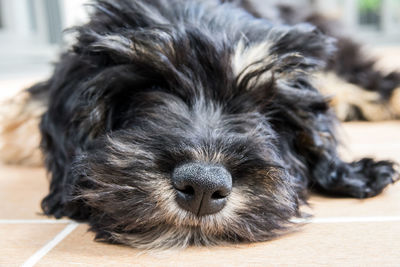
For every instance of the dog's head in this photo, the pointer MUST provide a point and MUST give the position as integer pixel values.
(186, 111)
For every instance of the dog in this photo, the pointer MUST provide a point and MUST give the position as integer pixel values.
(171, 123)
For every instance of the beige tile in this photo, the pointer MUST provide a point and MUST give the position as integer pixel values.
(21, 190)
(18, 242)
(354, 244)
(385, 204)
(367, 133)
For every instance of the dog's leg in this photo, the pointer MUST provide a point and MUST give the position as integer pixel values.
(360, 179)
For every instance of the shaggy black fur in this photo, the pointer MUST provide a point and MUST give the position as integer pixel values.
(150, 85)
(349, 61)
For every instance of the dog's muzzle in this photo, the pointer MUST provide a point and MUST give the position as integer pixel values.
(202, 188)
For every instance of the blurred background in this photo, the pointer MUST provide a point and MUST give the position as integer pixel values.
(31, 30)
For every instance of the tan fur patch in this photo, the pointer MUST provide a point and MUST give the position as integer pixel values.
(19, 131)
(248, 59)
(395, 102)
(345, 95)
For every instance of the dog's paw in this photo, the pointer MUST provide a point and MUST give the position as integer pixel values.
(371, 177)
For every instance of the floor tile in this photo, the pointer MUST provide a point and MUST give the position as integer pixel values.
(21, 190)
(361, 244)
(18, 242)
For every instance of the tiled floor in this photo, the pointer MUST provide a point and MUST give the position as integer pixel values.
(344, 232)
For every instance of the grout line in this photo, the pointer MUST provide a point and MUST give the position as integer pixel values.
(35, 221)
(349, 219)
(50, 245)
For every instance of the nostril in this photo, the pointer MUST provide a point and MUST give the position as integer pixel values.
(187, 190)
(218, 195)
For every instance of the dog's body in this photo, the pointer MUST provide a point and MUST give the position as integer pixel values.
(153, 91)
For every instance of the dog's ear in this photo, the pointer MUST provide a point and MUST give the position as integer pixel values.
(280, 54)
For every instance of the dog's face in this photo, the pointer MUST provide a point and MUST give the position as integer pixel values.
(182, 143)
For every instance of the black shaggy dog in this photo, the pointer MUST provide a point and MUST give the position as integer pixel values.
(172, 123)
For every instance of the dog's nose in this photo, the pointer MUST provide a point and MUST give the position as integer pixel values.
(202, 188)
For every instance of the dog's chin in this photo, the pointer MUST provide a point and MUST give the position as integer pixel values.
(156, 221)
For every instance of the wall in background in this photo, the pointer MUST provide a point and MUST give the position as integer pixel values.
(31, 30)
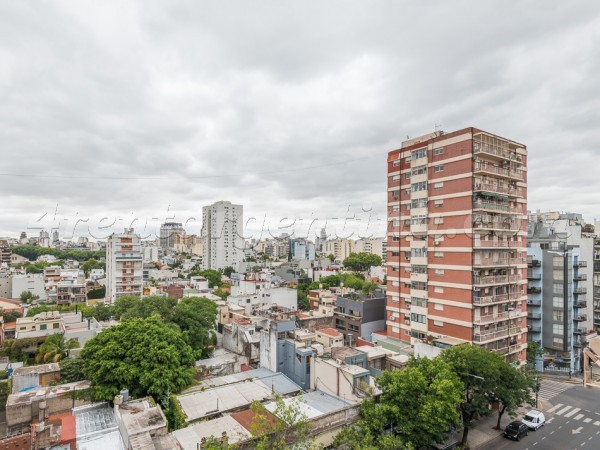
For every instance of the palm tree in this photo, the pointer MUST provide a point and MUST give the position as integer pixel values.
(55, 348)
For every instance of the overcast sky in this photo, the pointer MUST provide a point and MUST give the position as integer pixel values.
(115, 111)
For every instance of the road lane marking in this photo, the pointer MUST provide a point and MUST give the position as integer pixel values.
(555, 407)
(572, 412)
(564, 410)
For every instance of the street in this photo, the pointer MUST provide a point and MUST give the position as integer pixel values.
(572, 421)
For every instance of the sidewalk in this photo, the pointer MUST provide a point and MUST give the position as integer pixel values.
(484, 432)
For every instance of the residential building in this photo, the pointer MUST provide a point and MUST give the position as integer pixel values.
(31, 282)
(124, 265)
(5, 252)
(340, 248)
(222, 235)
(370, 245)
(560, 274)
(152, 253)
(456, 235)
(359, 315)
(168, 231)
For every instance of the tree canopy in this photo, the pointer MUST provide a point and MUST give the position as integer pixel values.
(361, 262)
(146, 356)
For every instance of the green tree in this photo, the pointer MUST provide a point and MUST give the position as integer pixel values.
(513, 388)
(196, 317)
(71, 370)
(146, 356)
(417, 408)
(479, 370)
(26, 296)
(362, 262)
(55, 348)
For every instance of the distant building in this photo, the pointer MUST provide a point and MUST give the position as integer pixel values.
(124, 265)
(168, 231)
(222, 235)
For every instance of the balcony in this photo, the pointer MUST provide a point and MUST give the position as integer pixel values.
(494, 206)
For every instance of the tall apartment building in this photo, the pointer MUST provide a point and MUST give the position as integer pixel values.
(168, 232)
(222, 235)
(560, 277)
(457, 264)
(340, 248)
(124, 265)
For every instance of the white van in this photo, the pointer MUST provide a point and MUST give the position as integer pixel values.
(534, 419)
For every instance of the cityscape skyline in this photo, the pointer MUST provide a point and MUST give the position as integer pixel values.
(124, 111)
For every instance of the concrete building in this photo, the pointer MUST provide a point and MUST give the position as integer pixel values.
(457, 207)
(124, 265)
(152, 253)
(359, 316)
(168, 231)
(31, 282)
(222, 235)
(370, 245)
(560, 275)
(340, 248)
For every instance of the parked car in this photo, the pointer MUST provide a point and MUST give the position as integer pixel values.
(515, 430)
(534, 419)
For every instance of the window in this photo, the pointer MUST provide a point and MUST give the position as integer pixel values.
(420, 153)
(558, 288)
(417, 301)
(419, 170)
(558, 274)
(421, 186)
(420, 318)
(419, 203)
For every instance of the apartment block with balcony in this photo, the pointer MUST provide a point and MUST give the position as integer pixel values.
(560, 279)
(124, 265)
(457, 262)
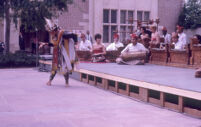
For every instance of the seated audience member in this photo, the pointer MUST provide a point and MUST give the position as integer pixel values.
(197, 39)
(144, 33)
(179, 45)
(182, 35)
(198, 73)
(155, 38)
(115, 45)
(85, 45)
(98, 50)
(89, 37)
(2, 46)
(166, 36)
(134, 53)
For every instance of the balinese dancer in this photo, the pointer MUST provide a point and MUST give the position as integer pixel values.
(64, 56)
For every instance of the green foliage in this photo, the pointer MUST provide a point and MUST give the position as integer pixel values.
(190, 16)
(18, 59)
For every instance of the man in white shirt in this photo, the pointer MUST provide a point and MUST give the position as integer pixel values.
(179, 45)
(166, 36)
(134, 53)
(115, 45)
(85, 45)
(89, 37)
(182, 35)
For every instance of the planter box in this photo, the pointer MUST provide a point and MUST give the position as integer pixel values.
(171, 106)
(193, 112)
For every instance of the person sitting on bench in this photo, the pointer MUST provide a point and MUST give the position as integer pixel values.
(155, 38)
(85, 45)
(98, 50)
(115, 45)
(178, 45)
(134, 53)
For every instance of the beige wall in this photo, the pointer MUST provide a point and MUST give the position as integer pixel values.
(169, 11)
(96, 10)
(14, 38)
(1, 31)
(77, 17)
(14, 34)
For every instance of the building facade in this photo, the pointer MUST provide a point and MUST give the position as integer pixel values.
(107, 16)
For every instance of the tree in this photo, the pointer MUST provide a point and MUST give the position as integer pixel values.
(190, 16)
(30, 13)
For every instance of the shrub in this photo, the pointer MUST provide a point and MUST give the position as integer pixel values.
(18, 59)
(190, 16)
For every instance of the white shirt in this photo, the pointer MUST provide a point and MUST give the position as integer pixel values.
(135, 48)
(179, 45)
(183, 38)
(88, 37)
(85, 46)
(114, 46)
(167, 38)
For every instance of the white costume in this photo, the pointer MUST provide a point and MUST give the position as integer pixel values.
(179, 45)
(135, 48)
(167, 38)
(85, 46)
(182, 38)
(114, 46)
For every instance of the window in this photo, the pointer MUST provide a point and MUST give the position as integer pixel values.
(146, 16)
(139, 15)
(113, 16)
(117, 20)
(105, 33)
(105, 16)
(130, 16)
(123, 33)
(113, 31)
(123, 17)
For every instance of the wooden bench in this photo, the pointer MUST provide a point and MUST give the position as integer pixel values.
(159, 56)
(84, 55)
(172, 98)
(113, 55)
(195, 48)
(179, 58)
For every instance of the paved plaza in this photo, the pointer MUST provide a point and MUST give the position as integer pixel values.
(25, 101)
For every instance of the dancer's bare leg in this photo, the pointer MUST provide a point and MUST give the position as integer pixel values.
(53, 73)
(66, 76)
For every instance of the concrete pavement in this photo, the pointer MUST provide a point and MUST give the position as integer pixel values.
(25, 101)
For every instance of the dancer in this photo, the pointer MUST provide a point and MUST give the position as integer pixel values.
(63, 51)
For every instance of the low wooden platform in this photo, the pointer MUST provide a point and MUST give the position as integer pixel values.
(170, 87)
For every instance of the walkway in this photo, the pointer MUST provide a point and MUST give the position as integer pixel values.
(25, 101)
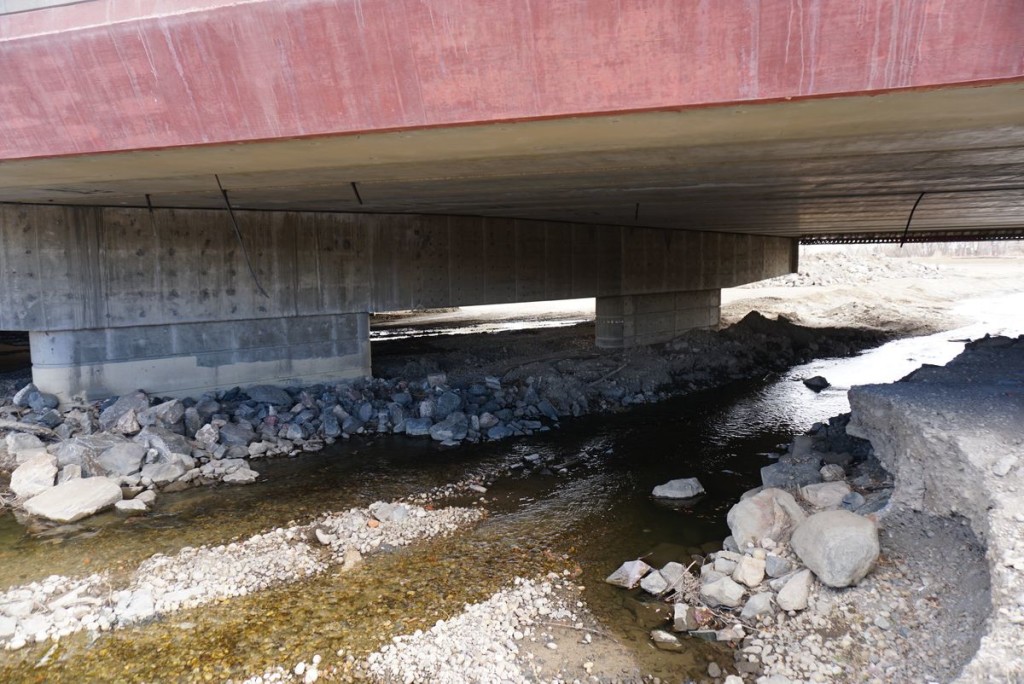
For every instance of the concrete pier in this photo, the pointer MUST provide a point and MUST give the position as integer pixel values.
(639, 319)
(164, 300)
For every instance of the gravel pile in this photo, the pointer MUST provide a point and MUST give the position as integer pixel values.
(481, 644)
(60, 605)
(821, 268)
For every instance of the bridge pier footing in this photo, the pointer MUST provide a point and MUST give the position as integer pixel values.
(189, 358)
(632, 321)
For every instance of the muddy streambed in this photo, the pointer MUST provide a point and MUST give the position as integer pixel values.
(591, 518)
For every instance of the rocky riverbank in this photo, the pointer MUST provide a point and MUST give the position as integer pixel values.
(71, 463)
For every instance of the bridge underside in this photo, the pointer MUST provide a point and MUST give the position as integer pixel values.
(402, 155)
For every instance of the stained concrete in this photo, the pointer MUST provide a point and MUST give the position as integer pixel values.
(164, 300)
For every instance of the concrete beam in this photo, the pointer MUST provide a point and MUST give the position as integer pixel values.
(187, 359)
(120, 299)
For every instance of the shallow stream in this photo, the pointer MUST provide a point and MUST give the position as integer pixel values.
(597, 515)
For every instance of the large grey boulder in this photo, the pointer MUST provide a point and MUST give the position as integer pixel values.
(164, 473)
(629, 573)
(825, 495)
(722, 592)
(34, 476)
(75, 499)
(168, 415)
(124, 459)
(85, 450)
(770, 513)
(165, 441)
(236, 434)
(454, 428)
(796, 591)
(23, 445)
(137, 401)
(840, 547)
(269, 394)
(686, 487)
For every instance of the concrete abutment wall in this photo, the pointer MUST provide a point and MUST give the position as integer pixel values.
(119, 299)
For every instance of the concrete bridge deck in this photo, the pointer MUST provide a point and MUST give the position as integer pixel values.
(419, 154)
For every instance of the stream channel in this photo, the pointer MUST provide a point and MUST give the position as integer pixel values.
(597, 515)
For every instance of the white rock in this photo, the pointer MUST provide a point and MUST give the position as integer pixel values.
(23, 445)
(34, 476)
(241, 476)
(686, 487)
(654, 583)
(824, 495)
(757, 605)
(772, 513)
(795, 593)
(75, 500)
(750, 571)
(131, 507)
(840, 547)
(722, 592)
(629, 573)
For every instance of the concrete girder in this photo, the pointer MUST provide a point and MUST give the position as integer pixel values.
(118, 298)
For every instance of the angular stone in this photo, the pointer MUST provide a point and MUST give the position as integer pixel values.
(722, 592)
(166, 415)
(137, 401)
(241, 476)
(684, 617)
(824, 495)
(23, 445)
(418, 427)
(269, 394)
(832, 472)
(75, 500)
(771, 513)
(165, 441)
(681, 488)
(22, 396)
(124, 459)
(131, 507)
(163, 473)
(455, 428)
(629, 573)
(780, 475)
(795, 593)
(654, 583)
(666, 641)
(674, 573)
(127, 424)
(750, 571)
(776, 566)
(840, 547)
(70, 472)
(758, 605)
(34, 476)
(235, 434)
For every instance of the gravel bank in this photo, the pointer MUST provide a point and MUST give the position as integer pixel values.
(59, 606)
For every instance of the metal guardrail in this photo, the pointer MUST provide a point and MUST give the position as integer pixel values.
(18, 6)
(952, 236)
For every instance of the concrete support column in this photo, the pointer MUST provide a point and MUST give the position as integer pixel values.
(188, 358)
(632, 321)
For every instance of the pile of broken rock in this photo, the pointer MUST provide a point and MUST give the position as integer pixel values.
(769, 565)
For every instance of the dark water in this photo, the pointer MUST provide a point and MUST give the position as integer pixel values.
(597, 515)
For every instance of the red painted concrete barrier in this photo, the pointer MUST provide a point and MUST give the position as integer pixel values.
(115, 75)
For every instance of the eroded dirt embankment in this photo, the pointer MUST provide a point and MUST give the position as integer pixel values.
(953, 438)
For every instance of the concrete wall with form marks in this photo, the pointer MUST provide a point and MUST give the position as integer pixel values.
(122, 298)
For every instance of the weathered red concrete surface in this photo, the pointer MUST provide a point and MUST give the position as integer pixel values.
(114, 75)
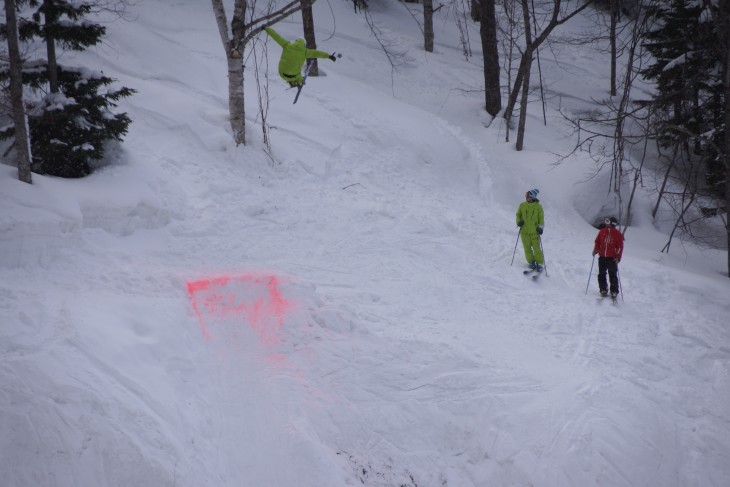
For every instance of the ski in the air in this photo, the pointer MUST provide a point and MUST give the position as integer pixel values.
(310, 63)
(306, 73)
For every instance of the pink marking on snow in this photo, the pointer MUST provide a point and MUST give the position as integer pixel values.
(254, 297)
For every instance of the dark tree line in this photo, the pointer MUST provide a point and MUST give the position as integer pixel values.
(70, 118)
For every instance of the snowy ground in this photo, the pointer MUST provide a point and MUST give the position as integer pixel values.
(197, 314)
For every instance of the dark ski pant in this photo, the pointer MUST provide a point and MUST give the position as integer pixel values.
(608, 264)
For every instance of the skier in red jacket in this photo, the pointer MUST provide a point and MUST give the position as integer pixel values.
(609, 246)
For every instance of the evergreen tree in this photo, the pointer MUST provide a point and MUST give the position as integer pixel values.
(70, 119)
(690, 96)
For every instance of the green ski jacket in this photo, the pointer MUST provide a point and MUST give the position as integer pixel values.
(530, 212)
(293, 56)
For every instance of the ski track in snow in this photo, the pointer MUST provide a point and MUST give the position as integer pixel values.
(413, 353)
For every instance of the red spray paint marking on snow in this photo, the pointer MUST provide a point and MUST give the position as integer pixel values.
(255, 297)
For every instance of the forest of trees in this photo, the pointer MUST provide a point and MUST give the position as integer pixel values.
(682, 47)
(68, 115)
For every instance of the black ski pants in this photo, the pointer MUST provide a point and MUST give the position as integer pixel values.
(608, 264)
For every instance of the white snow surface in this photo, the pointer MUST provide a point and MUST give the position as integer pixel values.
(342, 310)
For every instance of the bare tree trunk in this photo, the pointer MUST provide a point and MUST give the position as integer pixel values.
(51, 50)
(488, 32)
(664, 183)
(612, 38)
(428, 25)
(234, 45)
(22, 142)
(527, 58)
(724, 23)
(530, 48)
(680, 218)
(309, 38)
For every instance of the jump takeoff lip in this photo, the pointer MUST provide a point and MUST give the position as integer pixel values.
(255, 297)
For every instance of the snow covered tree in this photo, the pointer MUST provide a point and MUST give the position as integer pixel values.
(688, 74)
(244, 27)
(14, 67)
(71, 119)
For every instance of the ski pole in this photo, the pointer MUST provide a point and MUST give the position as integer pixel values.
(516, 242)
(544, 260)
(590, 273)
(620, 287)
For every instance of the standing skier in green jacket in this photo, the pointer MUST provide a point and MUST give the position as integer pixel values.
(531, 219)
(293, 56)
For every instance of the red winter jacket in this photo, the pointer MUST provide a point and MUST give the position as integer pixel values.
(609, 243)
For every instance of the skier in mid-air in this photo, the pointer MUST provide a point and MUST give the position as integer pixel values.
(293, 56)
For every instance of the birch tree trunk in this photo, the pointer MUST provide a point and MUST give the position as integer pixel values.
(488, 33)
(724, 24)
(309, 38)
(51, 50)
(22, 142)
(428, 25)
(530, 48)
(234, 45)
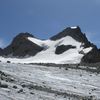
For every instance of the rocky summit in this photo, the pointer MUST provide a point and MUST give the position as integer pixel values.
(70, 46)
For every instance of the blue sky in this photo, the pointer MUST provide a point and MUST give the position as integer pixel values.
(44, 18)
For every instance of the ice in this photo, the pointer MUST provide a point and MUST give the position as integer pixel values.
(71, 56)
(71, 81)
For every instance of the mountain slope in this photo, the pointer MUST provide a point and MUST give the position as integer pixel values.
(67, 47)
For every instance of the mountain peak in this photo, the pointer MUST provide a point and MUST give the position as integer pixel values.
(75, 33)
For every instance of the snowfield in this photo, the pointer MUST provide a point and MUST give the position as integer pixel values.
(35, 82)
(71, 56)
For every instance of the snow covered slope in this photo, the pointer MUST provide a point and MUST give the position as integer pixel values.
(48, 55)
(35, 82)
(67, 47)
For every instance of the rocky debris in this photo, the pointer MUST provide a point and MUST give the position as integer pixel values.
(92, 57)
(74, 33)
(3, 85)
(21, 46)
(62, 48)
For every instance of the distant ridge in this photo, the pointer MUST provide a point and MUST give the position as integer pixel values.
(68, 46)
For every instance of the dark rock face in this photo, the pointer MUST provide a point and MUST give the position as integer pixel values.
(21, 46)
(62, 48)
(92, 57)
(74, 33)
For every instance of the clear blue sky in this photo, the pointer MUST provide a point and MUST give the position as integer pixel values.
(44, 18)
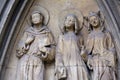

—————

> [REQUIRED TASK] Please copy out the items above word for word, starting at the line that contains "For every instance of the mountain slope" and ending at the last item, with both ends included. Leave any pictures out of your answer.

> [COMPLETED TASK]
For every instance of the mountain slope in this photo, the pointer MUST provide a point and MUST give the position as integer pixel values.
(67, 47)
For every instance of the mountain peak in this photo, the pointer MUST provide a point and MUST give the position as integer pixel values.
(75, 33)
For every instance of the snowfield in this photo, the pointer MUST provide a point and MUST give the position as integer pixel values.
(35, 82)
(71, 56)
For every instance of the snow covered slope in this photo, the pointer MUST provide a point and MUST give the position as integer pixel values.
(48, 55)
(35, 82)
(67, 47)
For every instance of the rocky debris in this photo, the pointer MUST provide a point and MUST give the position as integer pixel values.
(92, 57)
(74, 33)
(3, 85)
(21, 46)
(62, 48)
For every instance of the distant ridge in this photo, the pointer MUST provide a point and MUST give the position as integer pixel values.
(68, 46)
For every instance of the dark rock face in this photo, the pointer MUST provide a point and MUST give the position as integer pixel values.
(21, 46)
(62, 48)
(92, 57)
(74, 33)
For every instance of the clear blue sky in this photo, the pointer MUST provide a point and MUST give the position as integer pixel values.
(44, 18)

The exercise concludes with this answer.